**Work to complete**
Reproduce every line of the material below verbatim, without changing anything.
### Supplied data
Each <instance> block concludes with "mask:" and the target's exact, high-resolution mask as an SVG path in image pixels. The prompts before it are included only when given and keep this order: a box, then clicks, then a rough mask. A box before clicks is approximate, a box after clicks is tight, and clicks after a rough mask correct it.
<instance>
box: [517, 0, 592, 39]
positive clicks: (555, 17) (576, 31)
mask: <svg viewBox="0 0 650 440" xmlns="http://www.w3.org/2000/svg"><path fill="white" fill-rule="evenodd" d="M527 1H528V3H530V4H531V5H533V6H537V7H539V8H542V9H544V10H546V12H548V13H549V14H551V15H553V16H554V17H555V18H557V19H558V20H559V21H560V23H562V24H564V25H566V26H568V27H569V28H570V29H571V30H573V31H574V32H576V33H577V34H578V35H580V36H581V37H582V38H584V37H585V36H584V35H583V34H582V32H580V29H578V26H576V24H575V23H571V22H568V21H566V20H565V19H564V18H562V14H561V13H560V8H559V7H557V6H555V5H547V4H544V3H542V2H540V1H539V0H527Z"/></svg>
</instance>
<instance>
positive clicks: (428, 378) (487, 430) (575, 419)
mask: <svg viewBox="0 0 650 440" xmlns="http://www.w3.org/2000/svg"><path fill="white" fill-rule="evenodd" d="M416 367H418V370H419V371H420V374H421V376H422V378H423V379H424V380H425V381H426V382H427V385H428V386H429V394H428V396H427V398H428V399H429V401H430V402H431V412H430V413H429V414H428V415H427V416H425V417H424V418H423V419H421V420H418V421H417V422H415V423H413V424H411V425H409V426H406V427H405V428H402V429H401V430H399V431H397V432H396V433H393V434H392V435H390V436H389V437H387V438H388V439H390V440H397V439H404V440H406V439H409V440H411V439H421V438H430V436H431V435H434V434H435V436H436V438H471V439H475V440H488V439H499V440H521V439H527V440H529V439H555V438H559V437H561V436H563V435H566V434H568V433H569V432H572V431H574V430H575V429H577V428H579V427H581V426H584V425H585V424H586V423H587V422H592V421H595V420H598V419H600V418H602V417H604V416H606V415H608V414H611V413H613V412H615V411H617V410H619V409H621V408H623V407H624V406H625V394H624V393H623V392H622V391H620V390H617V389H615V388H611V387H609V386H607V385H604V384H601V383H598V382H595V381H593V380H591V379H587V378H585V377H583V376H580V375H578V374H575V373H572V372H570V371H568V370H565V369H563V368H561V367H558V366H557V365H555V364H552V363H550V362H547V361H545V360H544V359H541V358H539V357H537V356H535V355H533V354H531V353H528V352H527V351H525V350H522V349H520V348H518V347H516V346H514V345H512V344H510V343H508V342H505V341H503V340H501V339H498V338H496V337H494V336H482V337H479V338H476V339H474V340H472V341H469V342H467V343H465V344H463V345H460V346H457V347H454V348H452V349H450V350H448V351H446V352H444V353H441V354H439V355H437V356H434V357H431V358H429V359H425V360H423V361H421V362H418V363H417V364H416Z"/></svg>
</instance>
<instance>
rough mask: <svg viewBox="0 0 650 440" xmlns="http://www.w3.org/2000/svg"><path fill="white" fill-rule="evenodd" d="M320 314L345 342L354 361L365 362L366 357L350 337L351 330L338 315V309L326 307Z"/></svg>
######
**Exercise result**
Each <instance> block concludes with "mask:" and the target's exact, high-resolution mask as an SVG path in image pixels. The prompts before it are included only when given and keep this order: a box, then clicks, then a rough mask. A box before clicks is approximate, a box after clicks is tight, and clicks after a rough mask correct it.
<instance>
box: [517, 0, 592, 39]
positive clicks: (555, 17) (576, 31)
mask: <svg viewBox="0 0 650 440" xmlns="http://www.w3.org/2000/svg"><path fill="white" fill-rule="evenodd" d="M527 1H528V3H530V4H531V5H533V6H537V7H539V8H542V9H544V10H546V12H548V13H549V14H551V15H553V16H554V17H555V18H557V19H558V20H559V21H560V23H562V24H564V25H566V26H568V27H569V28H570V29H571V30H573V31H574V32H576V33H577V34H578V35H580V36H581V37H582V38H584V37H585V36H584V35H583V34H582V32H580V29H578V26H576V24H575V23H571V22H568V21H566V20H565V19H564V18H562V14H561V13H560V8H559V7H557V6H555V5H547V4H544V3H542V2H540V1H539V0H527Z"/></svg>
</instance>
<instance>
positive clicks: (428, 378) (487, 430) (575, 419)
mask: <svg viewBox="0 0 650 440" xmlns="http://www.w3.org/2000/svg"><path fill="white" fill-rule="evenodd" d="M416 367H418V370H419V371H420V374H421V376H422V378H423V379H424V380H425V381H426V382H427V385H428V386H429V394H428V396H427V398H428V399H429V401H430V402H431V412H430V413H429V414H428V415H427V416H425V417H424V418H423V419H421V420H418V421H417V422H415V423H413V424H411V425H409V426H406V427H405V428H402V429H401V430H399V431H397V432H396V433H393V434H392V435H390V436H389V437H387V438H388V439H390V440H397V439H404V440H406V439H409V440H411V439H421V438H430V436H431V435H434V434H435V436H436V438H471V439H475V440H488V439H499V440H521V439H527V440H529V439H555V438H559V437H561V436H563V435H566V434H568V433H569V432H572V431H574V430H575V429H577V428H579V427H581V426H584V425H585V424H586V423H587V422H592V421H595V420H598V419H600V418H602V417H604V416H606V415H608V414H611V413H613V412H615V411H617V410H619V409H621V408H623V407H624V406H625V394H624V393H623V392H622V391H620V390H617V389H615V388H611V387H609V386H607V385H604V384H601V383H598V382H595V381H593V380H591V379H587V378H585V377H583V376H580V375H578V374H575V373H572V372H570V371H568V370H565V369H563V368H561V367H558V366H557V365H555V364H552V363H550V362H547V361H545V360H544V359H541V358H539V357H537V356H535V355H533V354H531V353H528V352H527V351H525V350H522V349H520V348H518V347H516V346H514V345H512V344H510V343H508V342H505V341H503V340H501V339H498V338H496V337H494V336H482V337H479V338H476V339H474V340H472V341H469V342H467V343H465V344H463V345H460V346H457V347H454V348H452V349H450V350H448V351H446V352H444V353H441V354H439V355H437V356H434V357H431V358H429V359H425V360H423V361H421V362H418V363H417V364H416Z"/></svg>
</instance>
<instance>
rough mask: <svg viewBox="0 0 650 440" xmlns="http://www.w3.org/2000/svg"><path fill="white" fill-rule="evenodd" d="M320 314L345 342L354 361L365 362L366 357L350 337L351 330L338 315V309L326 307Z"/></svg>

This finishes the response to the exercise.